(Stored items)
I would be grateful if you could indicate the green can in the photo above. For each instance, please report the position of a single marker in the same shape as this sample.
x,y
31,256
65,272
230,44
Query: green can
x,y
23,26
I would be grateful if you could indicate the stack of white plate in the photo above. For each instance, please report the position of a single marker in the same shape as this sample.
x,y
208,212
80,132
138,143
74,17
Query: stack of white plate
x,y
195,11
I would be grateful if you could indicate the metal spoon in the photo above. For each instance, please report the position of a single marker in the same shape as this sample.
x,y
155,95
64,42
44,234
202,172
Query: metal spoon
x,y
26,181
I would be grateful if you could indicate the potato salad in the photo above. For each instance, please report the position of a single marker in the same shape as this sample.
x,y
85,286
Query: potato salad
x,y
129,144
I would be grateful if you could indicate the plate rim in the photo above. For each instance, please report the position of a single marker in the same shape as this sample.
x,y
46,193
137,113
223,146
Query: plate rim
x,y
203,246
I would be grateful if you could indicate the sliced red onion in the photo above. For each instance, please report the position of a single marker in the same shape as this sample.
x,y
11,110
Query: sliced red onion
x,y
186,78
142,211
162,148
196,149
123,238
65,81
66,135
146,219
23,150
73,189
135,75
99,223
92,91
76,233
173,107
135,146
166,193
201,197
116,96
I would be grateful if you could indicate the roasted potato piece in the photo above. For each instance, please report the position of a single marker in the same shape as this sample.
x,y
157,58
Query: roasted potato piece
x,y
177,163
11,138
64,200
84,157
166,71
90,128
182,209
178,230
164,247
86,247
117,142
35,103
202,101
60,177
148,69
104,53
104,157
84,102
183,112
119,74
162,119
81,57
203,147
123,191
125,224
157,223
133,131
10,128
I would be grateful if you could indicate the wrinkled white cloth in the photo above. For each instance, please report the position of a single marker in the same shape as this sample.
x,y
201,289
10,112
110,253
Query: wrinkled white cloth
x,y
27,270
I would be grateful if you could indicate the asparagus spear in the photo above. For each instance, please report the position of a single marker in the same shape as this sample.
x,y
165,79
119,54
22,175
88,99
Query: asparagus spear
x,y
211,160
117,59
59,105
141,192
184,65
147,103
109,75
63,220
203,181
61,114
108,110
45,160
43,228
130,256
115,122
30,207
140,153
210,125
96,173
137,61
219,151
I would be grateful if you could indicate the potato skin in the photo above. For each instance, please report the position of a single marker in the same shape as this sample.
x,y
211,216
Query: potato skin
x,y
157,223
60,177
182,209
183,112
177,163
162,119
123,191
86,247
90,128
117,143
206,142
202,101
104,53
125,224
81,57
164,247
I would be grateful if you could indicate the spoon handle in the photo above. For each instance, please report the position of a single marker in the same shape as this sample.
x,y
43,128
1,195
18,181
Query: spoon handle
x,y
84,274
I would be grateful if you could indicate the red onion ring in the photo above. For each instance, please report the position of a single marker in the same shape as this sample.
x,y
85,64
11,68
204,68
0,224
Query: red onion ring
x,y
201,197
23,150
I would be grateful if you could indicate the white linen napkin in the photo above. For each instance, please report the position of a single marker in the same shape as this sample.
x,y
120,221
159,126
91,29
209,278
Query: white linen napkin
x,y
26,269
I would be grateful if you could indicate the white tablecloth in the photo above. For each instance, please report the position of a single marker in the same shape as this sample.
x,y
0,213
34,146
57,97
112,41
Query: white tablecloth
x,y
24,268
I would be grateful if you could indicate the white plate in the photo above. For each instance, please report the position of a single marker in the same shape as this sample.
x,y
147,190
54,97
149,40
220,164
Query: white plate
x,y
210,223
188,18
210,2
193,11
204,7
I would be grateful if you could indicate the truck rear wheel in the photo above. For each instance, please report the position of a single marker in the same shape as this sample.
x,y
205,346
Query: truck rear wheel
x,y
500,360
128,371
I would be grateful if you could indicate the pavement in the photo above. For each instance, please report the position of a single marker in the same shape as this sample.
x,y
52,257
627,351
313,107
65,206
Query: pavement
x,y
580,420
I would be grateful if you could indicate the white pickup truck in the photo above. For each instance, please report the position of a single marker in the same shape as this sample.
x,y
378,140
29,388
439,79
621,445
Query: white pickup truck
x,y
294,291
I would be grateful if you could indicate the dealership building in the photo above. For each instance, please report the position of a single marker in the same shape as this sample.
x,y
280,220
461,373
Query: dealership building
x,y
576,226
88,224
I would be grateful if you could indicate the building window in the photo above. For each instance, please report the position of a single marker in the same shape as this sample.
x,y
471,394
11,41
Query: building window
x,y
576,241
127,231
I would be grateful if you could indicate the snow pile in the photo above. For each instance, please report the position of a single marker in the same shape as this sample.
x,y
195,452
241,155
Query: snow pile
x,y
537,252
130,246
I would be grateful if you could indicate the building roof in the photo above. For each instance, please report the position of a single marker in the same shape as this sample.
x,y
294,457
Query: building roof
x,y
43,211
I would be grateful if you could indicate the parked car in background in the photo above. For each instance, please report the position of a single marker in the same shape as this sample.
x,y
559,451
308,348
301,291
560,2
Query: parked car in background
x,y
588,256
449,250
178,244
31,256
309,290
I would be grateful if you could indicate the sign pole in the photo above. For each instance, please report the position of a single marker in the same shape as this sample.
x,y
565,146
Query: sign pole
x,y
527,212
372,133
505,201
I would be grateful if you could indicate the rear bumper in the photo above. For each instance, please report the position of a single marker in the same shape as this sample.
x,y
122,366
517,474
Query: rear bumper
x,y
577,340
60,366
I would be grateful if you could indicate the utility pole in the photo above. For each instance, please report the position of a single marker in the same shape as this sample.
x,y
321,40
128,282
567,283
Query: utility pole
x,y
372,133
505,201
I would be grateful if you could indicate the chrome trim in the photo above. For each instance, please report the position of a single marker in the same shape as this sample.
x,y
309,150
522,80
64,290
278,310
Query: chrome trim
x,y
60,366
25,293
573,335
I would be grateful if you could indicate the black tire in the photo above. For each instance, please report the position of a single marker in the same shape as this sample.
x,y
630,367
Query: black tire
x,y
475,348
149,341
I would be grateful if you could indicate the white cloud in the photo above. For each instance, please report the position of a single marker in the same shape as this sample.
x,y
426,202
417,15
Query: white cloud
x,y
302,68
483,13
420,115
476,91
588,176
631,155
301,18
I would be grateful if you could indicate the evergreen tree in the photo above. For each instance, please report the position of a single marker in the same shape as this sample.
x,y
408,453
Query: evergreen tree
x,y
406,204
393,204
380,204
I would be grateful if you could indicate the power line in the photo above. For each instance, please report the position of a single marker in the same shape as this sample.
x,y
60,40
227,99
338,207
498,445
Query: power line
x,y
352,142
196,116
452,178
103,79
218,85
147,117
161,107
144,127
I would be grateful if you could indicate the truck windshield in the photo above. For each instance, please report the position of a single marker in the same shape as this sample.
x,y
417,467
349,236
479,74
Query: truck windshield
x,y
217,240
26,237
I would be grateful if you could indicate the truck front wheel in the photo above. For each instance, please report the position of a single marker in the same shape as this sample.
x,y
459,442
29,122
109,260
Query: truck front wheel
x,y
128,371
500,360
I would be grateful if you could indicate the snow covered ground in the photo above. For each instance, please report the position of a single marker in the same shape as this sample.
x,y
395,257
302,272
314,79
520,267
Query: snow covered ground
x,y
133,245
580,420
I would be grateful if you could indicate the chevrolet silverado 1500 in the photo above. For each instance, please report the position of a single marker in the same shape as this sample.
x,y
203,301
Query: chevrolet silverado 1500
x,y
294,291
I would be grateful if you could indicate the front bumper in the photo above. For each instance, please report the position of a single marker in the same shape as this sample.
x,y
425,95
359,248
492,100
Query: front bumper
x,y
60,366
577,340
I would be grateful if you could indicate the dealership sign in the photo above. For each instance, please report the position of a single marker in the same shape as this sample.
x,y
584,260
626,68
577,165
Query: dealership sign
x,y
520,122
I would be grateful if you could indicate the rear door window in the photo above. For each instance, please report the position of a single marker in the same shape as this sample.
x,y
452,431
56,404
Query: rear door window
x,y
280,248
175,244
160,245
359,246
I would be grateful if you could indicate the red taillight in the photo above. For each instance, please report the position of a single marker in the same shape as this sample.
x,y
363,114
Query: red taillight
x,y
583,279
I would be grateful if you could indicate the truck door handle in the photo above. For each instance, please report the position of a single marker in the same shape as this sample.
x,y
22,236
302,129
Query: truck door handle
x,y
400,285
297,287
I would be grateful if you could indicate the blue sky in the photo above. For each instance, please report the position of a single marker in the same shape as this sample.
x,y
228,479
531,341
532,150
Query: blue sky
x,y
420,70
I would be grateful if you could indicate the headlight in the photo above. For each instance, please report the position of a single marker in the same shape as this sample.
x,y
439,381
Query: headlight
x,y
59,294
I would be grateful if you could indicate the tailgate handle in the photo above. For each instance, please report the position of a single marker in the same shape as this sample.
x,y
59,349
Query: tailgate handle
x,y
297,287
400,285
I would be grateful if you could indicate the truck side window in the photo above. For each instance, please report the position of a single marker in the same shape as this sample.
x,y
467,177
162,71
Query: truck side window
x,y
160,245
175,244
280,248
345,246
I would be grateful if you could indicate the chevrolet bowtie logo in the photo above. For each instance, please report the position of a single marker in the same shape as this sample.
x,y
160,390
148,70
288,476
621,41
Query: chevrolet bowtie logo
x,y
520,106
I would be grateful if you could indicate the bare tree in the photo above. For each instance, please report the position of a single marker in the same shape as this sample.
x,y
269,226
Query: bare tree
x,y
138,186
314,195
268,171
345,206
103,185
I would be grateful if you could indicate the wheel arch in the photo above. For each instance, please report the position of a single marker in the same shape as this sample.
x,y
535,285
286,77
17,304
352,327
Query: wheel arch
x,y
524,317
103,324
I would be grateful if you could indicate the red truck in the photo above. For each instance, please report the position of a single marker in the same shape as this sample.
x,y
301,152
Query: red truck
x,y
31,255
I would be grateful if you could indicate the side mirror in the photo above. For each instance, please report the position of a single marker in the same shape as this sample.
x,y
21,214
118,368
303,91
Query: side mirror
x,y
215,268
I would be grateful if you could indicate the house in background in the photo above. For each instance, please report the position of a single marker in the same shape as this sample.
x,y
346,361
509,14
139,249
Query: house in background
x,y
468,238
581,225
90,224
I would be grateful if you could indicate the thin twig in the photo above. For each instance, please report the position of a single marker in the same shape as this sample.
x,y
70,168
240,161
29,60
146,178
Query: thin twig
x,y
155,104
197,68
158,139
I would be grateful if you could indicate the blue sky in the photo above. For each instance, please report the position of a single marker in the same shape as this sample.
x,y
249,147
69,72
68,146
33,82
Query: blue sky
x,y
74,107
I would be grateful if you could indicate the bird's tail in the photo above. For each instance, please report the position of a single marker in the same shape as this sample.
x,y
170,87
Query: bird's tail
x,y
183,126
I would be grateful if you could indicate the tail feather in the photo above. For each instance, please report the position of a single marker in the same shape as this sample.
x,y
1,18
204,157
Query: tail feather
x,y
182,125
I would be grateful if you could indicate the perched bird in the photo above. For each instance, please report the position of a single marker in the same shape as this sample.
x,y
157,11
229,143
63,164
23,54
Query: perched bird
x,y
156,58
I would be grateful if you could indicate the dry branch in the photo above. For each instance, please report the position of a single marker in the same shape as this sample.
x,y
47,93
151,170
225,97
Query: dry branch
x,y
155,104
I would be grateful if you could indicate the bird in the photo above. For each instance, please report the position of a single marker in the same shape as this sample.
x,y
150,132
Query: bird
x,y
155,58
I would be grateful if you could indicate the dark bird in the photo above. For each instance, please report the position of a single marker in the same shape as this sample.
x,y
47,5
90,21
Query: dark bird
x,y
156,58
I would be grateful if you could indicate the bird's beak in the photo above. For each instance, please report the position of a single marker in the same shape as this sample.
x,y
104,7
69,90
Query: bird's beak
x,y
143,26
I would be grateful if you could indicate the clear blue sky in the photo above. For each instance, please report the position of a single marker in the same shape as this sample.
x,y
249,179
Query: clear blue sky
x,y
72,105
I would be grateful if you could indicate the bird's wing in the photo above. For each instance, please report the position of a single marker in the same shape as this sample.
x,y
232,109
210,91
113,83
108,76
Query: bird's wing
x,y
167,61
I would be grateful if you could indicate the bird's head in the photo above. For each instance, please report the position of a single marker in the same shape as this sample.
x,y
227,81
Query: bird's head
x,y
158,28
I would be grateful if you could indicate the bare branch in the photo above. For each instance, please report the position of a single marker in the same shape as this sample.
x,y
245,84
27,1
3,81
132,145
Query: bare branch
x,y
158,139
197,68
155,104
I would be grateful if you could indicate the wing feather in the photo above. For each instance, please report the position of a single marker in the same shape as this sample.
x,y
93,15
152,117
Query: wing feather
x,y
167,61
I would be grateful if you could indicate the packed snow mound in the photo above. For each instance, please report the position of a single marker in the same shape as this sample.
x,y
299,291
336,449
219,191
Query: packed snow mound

Exercise prompt
Respond with the number of lines in the entries that include the string "mound", and nothing besides.

Expected answer
2